Retype, word for word, the lines from the first line of the entries through the line that holds "Can you see the cantaloupe"; leave out the pictures.

Records drawn from a dataset
▬▬▬▬▬▬

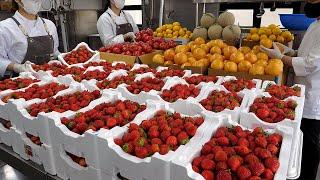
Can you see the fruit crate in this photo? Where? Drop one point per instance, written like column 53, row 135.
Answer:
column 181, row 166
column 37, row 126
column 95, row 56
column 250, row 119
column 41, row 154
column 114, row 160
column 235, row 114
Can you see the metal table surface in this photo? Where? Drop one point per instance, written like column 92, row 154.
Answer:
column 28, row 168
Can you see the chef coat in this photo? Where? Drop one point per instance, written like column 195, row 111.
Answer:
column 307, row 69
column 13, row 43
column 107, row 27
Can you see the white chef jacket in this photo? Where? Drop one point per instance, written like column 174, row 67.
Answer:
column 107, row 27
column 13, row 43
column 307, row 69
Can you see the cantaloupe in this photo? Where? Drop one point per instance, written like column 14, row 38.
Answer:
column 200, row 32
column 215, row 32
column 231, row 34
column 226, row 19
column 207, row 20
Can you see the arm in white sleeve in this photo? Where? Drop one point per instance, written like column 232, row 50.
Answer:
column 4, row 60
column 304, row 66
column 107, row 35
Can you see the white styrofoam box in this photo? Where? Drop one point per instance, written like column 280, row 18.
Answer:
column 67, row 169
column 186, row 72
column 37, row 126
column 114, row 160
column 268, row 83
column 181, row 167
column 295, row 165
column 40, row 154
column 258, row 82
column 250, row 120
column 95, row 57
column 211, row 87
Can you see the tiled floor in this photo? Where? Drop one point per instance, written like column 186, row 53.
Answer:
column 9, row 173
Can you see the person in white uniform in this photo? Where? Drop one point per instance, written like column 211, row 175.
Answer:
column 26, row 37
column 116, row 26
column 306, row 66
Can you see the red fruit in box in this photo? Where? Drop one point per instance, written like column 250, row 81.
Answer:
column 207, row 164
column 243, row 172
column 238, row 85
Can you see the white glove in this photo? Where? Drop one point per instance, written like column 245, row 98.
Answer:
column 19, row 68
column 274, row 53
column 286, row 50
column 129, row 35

▬▬▬▬▬▬

• [Task solution]
Can you see the fruit crate in this photo? Where? Drop one point per instance, written like column 53, row 135.
Answer:
column 181, row 166
column 37, row 126
column 95, row 56
column 250, row 119
column 41, row 154
column 114, row 160
column 235, row 114
Can you see the metal table surface in this photo? Where? Drop one point per instance, written like column 92, row 154.
Answer:
column 28, row 168
Can you see the chef coat in this photo? Where? Drop one point per instance, written like column 195, row 111.
Answer:
column 307, row 69
column 13, row 43
column 107, row 27
Can you see the white chef jacket in this photo? Where? Drop one point per instance, written like column 174, row 67.
Answer:
column 107, row 27
column 13, row 43
column 307, row 69
Can you see the cantaloupe in this photo? Where? Drop one point per instance, written like column 14, row 38.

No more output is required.